■ **What is being asked**
Reproduce every entry that follows word for word, but omit the images.

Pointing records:
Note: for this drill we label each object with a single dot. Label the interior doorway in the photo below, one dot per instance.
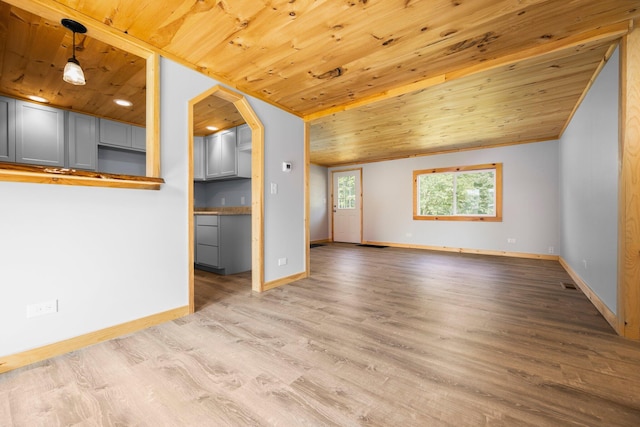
(346, 202)
(240, 103)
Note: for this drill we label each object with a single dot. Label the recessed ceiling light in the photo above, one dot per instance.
(38, 99)
(123, 102)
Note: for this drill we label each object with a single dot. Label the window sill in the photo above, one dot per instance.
(458, 218)
(55, 175)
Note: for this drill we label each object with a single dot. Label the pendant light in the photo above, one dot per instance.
(72, 71)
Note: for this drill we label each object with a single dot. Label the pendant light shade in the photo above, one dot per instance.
(72, 71)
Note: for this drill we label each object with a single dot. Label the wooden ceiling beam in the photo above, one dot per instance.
(54, 11)
(599, 35)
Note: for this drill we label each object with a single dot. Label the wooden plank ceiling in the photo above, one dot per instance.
(375, 79)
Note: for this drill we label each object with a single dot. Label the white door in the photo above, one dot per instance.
(347, 206)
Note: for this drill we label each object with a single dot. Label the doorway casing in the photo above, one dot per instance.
(257, 186)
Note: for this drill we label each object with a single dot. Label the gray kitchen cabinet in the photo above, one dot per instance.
(7, 129)
(221, 154)
(39, 134)
(243, 135)
(123, 135)
(115, 133)
(223, 243)
(198, 158)
(82, 141)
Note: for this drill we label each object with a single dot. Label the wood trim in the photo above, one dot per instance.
(439, 152)
(54, 12)
(153, 114)
(466, 250)
(257, 193)
(609, 315)
(28, 357)
(320, 241)
(190, 210)
(628, 309)
(497, 167)
(593, 78)
(52, 175)
(257, 184)
(361, 198)
(603, 34)
(284, 281)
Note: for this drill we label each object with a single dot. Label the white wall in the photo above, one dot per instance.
(318, 203)
(530, 201)
(114, 255)
(210, 194)
(283, 211)
(589, 186)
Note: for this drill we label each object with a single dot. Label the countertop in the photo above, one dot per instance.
(225, 210)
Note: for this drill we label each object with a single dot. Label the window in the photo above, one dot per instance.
(466, 193)
(347, 192)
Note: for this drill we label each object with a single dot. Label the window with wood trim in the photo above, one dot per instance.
(462, 193)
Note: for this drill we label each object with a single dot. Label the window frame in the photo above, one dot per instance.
(497, 167)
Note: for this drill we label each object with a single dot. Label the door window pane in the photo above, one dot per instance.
(346, 192)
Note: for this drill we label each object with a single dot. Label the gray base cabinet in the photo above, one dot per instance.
(223, 243)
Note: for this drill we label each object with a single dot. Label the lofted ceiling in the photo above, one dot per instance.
(375, 79)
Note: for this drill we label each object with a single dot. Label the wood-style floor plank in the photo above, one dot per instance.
(375, 337)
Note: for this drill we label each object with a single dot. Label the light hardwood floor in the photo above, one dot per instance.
(380, 337)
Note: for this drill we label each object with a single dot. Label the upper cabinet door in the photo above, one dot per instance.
(139, 138)
(212, 152)
(83, 141)
(39, 134)
(198, 158)
(228, 159)
(244, 137)
(7, 129)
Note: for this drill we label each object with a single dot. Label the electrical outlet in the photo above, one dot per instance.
(40, 309)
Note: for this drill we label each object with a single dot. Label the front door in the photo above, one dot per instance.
(347, 206)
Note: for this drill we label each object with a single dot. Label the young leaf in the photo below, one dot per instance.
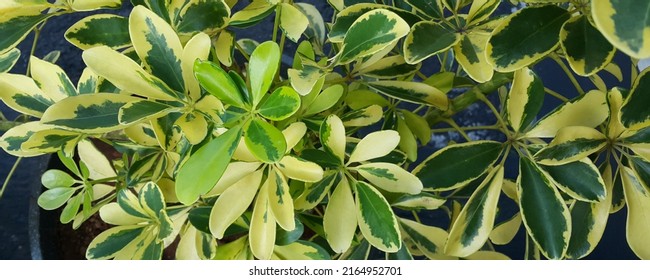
(100, 30)
(265, 141)
(457, 165)
(8, 60)
(587, 50)
(192, 180)
(371, 33)
(281, 104)
(620, 22)
(263, 65)
(475, 222)
(526, 36)
(551, 228)
(262, 230)
(233, 202)
(374, 145)
(376, 219)
(292, 21)
(525, 99)
(427, 39)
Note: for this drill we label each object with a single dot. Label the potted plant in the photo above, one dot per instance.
(228, 155)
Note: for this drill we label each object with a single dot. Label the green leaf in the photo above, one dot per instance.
(637, 198)
(15, 25)
(624, 24)
(389, 68)
(54, 198)
(281, 104)
(252, 14)
(551, 228)
(428, 239)
(525, 99)
(208, 16)
(376, 219)
(427, 39)
(457, 165)
(8, 60)
(430, 8)
(346, 18)
(473, 225)
(108, 243)
(525, 37)
(199, 217)
(292, 21)
(217, 82)
(283, 237)
(587, 110)
(192, 180)
(314, 193)
(570, 144)
(481, 9)
(579, 179)
(371, 33)
(470, 53)
(263, 66)
(264, 141)
(158, 46)
(634, 115)
(325, 100)
(412, 92)
(100, 30)
(55, 178)
(332, 136)
(586, 49)
(588, 221)
(88, 113)
(390, 177)
(339, 222)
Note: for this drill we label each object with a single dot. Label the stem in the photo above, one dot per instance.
(276, 23)
(455, 126)
(496, 113)
(555, 94)
(468, 98)
(11, 174)
(568, 72)
(482, 127)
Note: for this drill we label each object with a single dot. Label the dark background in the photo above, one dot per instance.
(25, 184)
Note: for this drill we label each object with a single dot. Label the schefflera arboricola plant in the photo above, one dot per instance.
(181, 132)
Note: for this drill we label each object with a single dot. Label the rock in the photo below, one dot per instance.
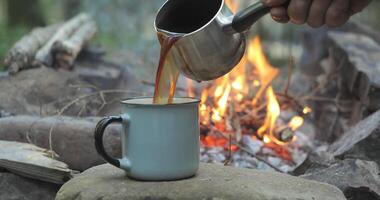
(211, 182)
(343, 63)
(358, 179)
(361, 141)
(34, 91)
(45, 91)
(14, 187)
(72, 138)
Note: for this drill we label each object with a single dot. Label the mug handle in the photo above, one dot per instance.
(99, 132)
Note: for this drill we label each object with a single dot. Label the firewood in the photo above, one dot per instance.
(21, 55)
(44, 55)
(66, 51)
(31, 161)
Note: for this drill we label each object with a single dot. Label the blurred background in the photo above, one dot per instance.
(126, 30)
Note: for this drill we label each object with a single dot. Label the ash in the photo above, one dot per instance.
(259, 155)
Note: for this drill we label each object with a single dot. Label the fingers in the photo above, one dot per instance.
(298, 11)
(317, 13)
(338, 13)
(273, 3)
(357, 6)
(279, 14)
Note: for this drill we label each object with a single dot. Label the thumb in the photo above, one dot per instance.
(358, 5)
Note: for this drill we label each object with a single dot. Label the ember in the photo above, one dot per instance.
(243, 106)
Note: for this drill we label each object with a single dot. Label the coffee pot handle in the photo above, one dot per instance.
(244, 19)
(123, 163)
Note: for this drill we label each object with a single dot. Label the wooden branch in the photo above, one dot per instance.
(21, 55)
(248, 151)
(31, 161)
(72, 138)
(66, 51)
(44, 55)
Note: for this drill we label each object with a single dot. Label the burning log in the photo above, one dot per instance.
(33, 162)
(57, 44)
(71, 138)
(66, 51)
(343, 63)
(21, 55)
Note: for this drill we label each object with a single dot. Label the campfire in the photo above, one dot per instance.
(245, 122)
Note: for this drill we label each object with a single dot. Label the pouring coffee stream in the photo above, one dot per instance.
(200, 39)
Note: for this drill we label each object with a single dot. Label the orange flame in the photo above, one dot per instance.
(307, 110)
(236, 89)
(295, 123)
(190, 88)
(232, 5)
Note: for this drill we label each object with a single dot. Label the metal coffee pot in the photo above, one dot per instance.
(212, 39)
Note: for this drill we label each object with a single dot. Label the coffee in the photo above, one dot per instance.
(177, 19)
(167, 73)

■ **Result of the exercise**
Note: for this drill we label each object with a single dot. Label the interior doorway in the photo below, one dot per instance.
(346, 202)
(240, 103)
Note: for this drill we label each object with a single dot. Label the recessed ceiling light in the photo above, one dot per instance.
(38, 99)
(123, 102)
Note: for this drill we label each object with a single dot. Label the window sill in the photo above, one dot per instance.
(458, 218)
(55, 175)
Note: for this drill we label each object with a single dot. Label the pendant light in the photo above, one dot per instance.
(72, 71)
Note: for this drill we label each object with a single dot. Label the pendant light shade in the photo above, one dot per instance.
(72, 71)
Note: for this drill we label each object with a single dot. Label the wooden ceiling beam in the photo above, one dot per instance.
(54, 11)
(599, 35)
Note: for this drill we label each object with a single dot. Label the wooden plank ceiling in the photo above, one dot per instance.
(375, 79)
Note: for this drill we label each object with a single dot. Label the white door in the photo above, one dot per instance.
(347, 206)
Note: for this drill we label each object with a single dot. Label the doorway casing in the photo above, one dot per instance.
(257, 186)
Note: for this drill we label each object with a single dot. Label the gray kitchen cabinet in the photo above, one dot per instance.
(7, 129)
(221, 154)
(39, 134)
(243, 135)
(123, 135)
(115, 133)
(223, 243)
(198, 158)
(82, 141)
Note: for this drill we label each object with a single dot. Label the wood trim in the photo above, one dot per instance.
(439, 152)
(54, 12)
(153, 114)
(466, 250)
(257, 193)
(609, 315)
(28, 357)
(320, 241)
(190, 210)
(628, 309)
(497, 167)
(593, 78)
(52, 175)
(257, 184)
(361, 198)
(603, 34)
(284, 281)
Note: for this drill we label each object with a single dot. Label the white wall in the photo above, one dot per instance.
(318, 203)
(530, 201)
(114, 255)
(210, 194)
(283, 211)
(589, 186)
Note: for this drill we label each object with a single dot. Label the countertop in the photo above, one dot per instance.
(225, 210)
Note: for this drill we label each object with a single dot. Label the window in the photo above, one dot per instance.
(466, 193)
(347, 192)
Note: for this drill we label each object with a single dot. Label the window with wood trim in the photo above, one dot per instance.
(462, 193)
Note: for this drill we label each object with a single dot. Label the window frame in the photo above, one dot per instance.
(497, 167)
Note: for this drill we label each object with a single dot. Label the door window pane in the photo above, one dot per instance.
(346, 192)
Note: for this drill we label each object with a single dot. Label the gray base cabinet in the photo above, one dot per instance.
(223, 243)
Note: for this drill we label each object with a single dot. Label the lofted ceiling in the photo above, one dot per instance.
(375, 79)
Note: for this drill we label each object with a single dot. Label the wood-style floor plank in the photo above, one dot per instance.
(375, 337)
Note: for this drill we label each object with a single dot. Label the light hardwood floor in the photo above, one dot per instance.
(380, 337)
Note: for this drill we label each object with a single dot. Label the upper cabinet door in the photo above, one dot per instance.
(139, 138)
(212, 152)
(83, 141)
(39, 134)
(198, 158)
(228, 159)
(244, 137)
(7, 129)
Note: for this drill we label each object with a single dot. Label the electrical outlet in the photo above, one dot per instance.
(40, 309)
Note: for this drill we label each object with a single dot. Label the front door in the photo above, one dot per instance.
(347, 206)
Note: for this drill we label each object with a single dot. Label the young leaf in the photo below, one dot per instance.
(100, 30)
(265, 141)
(457, 165)
(8, 60)
(587, 50)
(192, 180)
(371, 33)
(281, 104)
(620, 22)
(263, 65)
(475, 222)
(526, 36)
(551, 228)
(262, 230)
(233, 202)
(374, 145)
(376, 219)
(292, 21)
(525, 99)
(427, 39)
Note: for this drill we label each object with a single dot. Label the potted plant in the photo above, one dot per instance.
(228, 155)
Note: for this drill we label each object with a single dot. Label the green leaf in the photo above, one dot per instance.
(637, 198)
(15, 25)
(624, 24)
(389, 68)
(54, 198)
(281, 104)
(252, 14)
(551, 228)
(428, 239)
(525, 99)
(208, 16)
(376, 219)
(427, 39)
(457, 165)
(8, 60)
(430, 8)
(346, 18)
(473, 225)
(108, 243)
(525, 37)
(199, 217)
(292, 21)
(217, 82)
(283, 237)
(587, 110)
(192, 180)
(314, 193)
(570, 144)
(481, 9)
(579, 179)
(371, 33)
(470, 53)
(263, 66)
(264, 141)
(158, 46)
(634, 115)
(325, 100)
(412, 92)
(100, 30)
(55, 178)
(332, 136)
(586, 49)
(588, 221)
(88, 113)
(390, 177)
(339, 222)
Note: for this drill we label each object with a single dot. Label the stem in the photo above, one dot per instance.
(276, 23)
(455, 126)
(496, 113)
(555, 94)
(468, 98)
(11, 174)
(568, 72)
(482, 127)
Note: for this drill we label each object with a single dot. Label the dark background in the photo above, one dot per instance.
(25, 184)
Note: for this drill we label each object with a single dot. Label the schefflera arboricola plant in the photo above, one dot per instance.
(181, 132)
Note: for this drill we label each object with a single dot. Label the rock in the photo below, one dot per instance.
(211, 182)
(343, 63)
(358, 179)
(361, 141)
(34, 91)
(45, 91)
(14, 187)
(72, 138)
Note: for this drill we label each object with a single dot. Label the mug handle in the photo above, one dot per instance.
(99, 132)
Note: for this drill we label each object with a single dot. Label the firewood in the photo above, one dot per instance.
(21, 55)
(44, 55)
(66, 51)
(31, 161)
Note: for this drill we label each object with a single dot. Label the blurred background in the photo above, one dot per instance.
(126, 30)
Note: for this drill we label each object with a single dot. Label the ash in the photo above, one dot per instance.
(259, 155)
Note: for this drill we label each object with a single dot. Label the fingers in the photo above, one dot per instance.
(298, 11)
(317, 13)
(338, 13)
(273, 3)
(357, 6)
(279, 14)
Note: for this drill we label each object with a single dot. Label the thumb in the photo above, one dot per instance.
(358, 5)
Note: for this drill we label each object with a single dot. Label the ember in the photo above, one dot per instance.
(243, 106)
Note: for this drill we label each object with a single dot. Label the coffee pot handle in the photo above, one dot per instance.
(244, 19)
(123, 163)
Note: for this drill we label each object with a single dot. Label the wooden branch in the photo above, one dot per instance.
(21, 55)
(248, 151)
(31, 161)
(72, 138)
(66, 51)
(44, 55)
Note: for this drill we label each object with a single dot. Label the burning log in the photo above, one dot per instance.
(33, 162)
(57, 44)
(71, 138)
(66, 51)
(343, 63)
(21, 55)
Note: for this drill we label each object with a single dot. Label the campfire in the photo above, one dot per instance.
(245, 122)
Note: for this drill we label each object with a single dot. Label the pouring coffee stream in the photo above, one dot per instance.
(200, 39)
Note: for this drill we label each object with a single dot. Label the orange flame in the photo above, one dot per instance.
(307, 110)
(236, 89)
(295, 123)
(190, 88)
(232, 5)
Note: for this drill we label each object with a single dot. Label the metal coffee pot in the photo above, one dot per instance.
(212, 39)
Note: for this drill we label each object with a single dot. Label the coffee in the photo above, one dot per instance.
(177, 19)
(167, 73)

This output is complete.